Short exercise 1: Edit the listing starting at its first line and ending at the line containing "[70,313,321,427]": replace "visual detector" with "object locator" and keep everything else unchanged.

TypeError: acomplicatedcalculus() got multiple values for keyword argument 'b'

Same error if we were to do:

acomplicatedcalculus(**dictargs1, **dictargs2, b=25)

Although this would work, if b was not defined in dictargs1.

**Note2:** ** unpackings follows ** unpackings, not the other way:

This works: acomplicatedcalculus(**{"a":25, "b":17, "e":25, "d":14}, c=25), This does not: acomplicatedcalculus(**{"a":25, "b":17, "e":25, "d":14}, 25)

Function definitions and tuple packing

What about the other way? Instead of unpacking a variable length sequence of elements into positional or keywords arguments at function call, you can also create functions as containing an undefined number of arguments, positional, and/or keywords.

def newfunction(*args):
    somme = 0
    for arg in args:
        somme += arg
    return somme

Now our function is flexible in its number of positional inputs:

newfunction(1,2,3,4,5), newfunction(1,2,3)

Raw data:
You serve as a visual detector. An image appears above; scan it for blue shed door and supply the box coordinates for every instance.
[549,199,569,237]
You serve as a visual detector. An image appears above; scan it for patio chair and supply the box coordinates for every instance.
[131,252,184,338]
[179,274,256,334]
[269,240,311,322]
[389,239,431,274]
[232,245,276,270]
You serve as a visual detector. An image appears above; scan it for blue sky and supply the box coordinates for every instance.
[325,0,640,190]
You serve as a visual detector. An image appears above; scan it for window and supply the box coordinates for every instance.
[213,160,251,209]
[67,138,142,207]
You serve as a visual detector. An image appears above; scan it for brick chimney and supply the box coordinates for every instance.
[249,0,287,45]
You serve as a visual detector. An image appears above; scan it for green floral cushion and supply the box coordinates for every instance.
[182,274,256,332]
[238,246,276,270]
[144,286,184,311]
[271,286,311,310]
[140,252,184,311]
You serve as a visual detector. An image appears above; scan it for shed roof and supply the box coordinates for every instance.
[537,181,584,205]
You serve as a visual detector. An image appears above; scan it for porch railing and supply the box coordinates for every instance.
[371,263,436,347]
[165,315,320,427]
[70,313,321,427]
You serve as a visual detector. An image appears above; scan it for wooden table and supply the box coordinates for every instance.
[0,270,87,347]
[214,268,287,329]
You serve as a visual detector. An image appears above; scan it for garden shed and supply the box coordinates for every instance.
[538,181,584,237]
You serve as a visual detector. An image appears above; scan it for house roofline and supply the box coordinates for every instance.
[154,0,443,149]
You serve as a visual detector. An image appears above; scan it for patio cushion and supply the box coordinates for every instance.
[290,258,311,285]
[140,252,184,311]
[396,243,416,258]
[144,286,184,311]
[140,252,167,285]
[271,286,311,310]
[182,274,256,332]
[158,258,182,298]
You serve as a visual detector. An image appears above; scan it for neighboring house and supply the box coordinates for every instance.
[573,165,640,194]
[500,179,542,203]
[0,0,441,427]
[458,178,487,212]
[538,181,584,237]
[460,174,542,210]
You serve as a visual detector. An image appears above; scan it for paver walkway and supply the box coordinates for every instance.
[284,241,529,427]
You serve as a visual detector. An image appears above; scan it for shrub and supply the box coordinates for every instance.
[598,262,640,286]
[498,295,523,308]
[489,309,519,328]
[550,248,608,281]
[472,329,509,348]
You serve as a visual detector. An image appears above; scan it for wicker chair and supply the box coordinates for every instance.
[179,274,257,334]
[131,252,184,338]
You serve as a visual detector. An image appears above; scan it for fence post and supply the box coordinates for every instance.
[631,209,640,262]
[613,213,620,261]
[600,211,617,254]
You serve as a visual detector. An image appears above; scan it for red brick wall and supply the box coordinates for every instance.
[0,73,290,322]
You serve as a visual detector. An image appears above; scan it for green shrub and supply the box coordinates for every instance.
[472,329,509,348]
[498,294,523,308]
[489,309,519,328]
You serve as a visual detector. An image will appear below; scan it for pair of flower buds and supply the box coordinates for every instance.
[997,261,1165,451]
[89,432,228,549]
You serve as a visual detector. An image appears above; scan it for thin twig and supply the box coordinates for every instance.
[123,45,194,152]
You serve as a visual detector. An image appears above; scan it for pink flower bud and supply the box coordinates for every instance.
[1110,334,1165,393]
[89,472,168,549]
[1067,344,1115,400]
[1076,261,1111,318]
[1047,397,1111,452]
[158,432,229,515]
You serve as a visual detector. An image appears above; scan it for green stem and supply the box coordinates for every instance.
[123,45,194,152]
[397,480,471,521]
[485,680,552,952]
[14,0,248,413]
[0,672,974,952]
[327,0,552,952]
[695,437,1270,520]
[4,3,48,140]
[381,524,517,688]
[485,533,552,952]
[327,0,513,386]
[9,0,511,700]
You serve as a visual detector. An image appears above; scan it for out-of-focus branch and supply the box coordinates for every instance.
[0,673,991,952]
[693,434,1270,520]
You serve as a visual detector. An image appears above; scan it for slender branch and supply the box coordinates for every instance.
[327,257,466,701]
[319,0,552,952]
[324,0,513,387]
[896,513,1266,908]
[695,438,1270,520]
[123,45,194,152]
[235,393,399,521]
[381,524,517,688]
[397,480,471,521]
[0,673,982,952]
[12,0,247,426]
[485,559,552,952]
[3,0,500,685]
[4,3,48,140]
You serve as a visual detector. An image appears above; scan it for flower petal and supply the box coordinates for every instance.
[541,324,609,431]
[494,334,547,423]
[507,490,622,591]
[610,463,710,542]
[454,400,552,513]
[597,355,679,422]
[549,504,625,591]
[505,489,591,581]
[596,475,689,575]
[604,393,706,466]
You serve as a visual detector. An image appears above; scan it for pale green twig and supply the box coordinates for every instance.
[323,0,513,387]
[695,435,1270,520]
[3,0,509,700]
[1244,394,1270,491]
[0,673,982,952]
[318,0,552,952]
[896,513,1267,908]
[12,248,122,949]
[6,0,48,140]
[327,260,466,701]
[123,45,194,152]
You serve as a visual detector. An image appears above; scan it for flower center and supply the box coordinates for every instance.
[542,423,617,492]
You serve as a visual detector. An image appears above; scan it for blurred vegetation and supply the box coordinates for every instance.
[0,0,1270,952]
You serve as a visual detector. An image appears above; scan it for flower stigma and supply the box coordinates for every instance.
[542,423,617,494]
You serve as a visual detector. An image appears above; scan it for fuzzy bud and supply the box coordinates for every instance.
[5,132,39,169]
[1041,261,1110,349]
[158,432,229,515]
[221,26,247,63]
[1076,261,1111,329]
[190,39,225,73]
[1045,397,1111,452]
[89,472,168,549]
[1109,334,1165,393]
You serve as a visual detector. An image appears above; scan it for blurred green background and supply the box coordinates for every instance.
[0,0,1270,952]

Short exercise 2: Continue the excerpt on Python function arguments and packing from its last line.

Task answer 1:
You serve as a object locator. An image appears above; scan it for blue shed door and supply the box coordinates for every instance.
[549,199,569,237]
You serve as a object locator. An image appears above; scan it for patio chair and supply the box coordinates for every instance.
[131,252,184,338]
[179,274,256,334]
[269,240,311,322]
[389,239,431,274]
[232,245,276,270]
You serve as a object locator. An image appears above; scan it for blue sky and supply the box coordinates for every instance.
[325,0,640,190]
You serve as a object locator. An image appears above; scan it for window and supply the box coordinates for every instance.
[213,160,251,209]
[67,138,142,207]
You serve as a object locator. An image appears above; scan it for brick chimney and supply the box coordinates for every instance.
[249,0,287,45]
You serve as a object locator. An image appears above; scan it for green floral cushion and supply the box coordinates for every instance.
[182,274,256,332]
[238,246,276,270]
[144,286,184,311]
[271,286,311,310]
[140,252,184,311]
You serve as a object locator. An image appears above; scan it for shed roof and supply the box coordinates for every instance.
[537,181,584,205]
You serve as a object locator. An image appears above; scan it for porch railing and supply the box coordinates for every instance.
[371,263,436,347]
[165,315,320,427]
[70,313,321,427]

Task answer 2:
(15, 6)

Inside newfunction, args becomes a tuple of provided positional inputs arguments. Its packs those arguments defined in:

newfunction(1,2,3,4,5)

as if you were to do:

*args, = (1,2,3,4,5)

which leads to args being a tuple of all those elements:

args = 
    (1,2,3,4,5)

In the same frame,

def newfunction2(number, **kwargs):
    if kwargs.get("inverse", False):
        number = 1/number
    if kwargs.get("negative", False):
        number = - number
    return number

Inside newfunction2, kwargs becomes a dict of provided keyword inputs arguments. Its packs those arguments defined in:

newfunction2(2, inverse=True, negation=True, gamma=True)
-0.5

as if you were (conceptually, as this would not work running this code below) to do:

**kwargs, =  inverse=True, negation=True, gamma=True

which leads to kwargs being a tuple of all those elements:

kwargs = { 'inverse':True, 'negation':True, 'gamma':True  }

Hence it is free to you to actually manage or not the passed-in keywords arguments just like in `newfunction2.

Type hints

Starting PEP484, Python 3.5 you can add type hints (it is just hints, not forced, but yçou can use a type checking tool for that)

def power(to_be_powered: int, by: int = 2) -> int:
    for i in range(1, by):
        to_be_powered *= to_be_powered
    return to_be_powered
power(3, 4)
6561
pow(base=2, exp=4)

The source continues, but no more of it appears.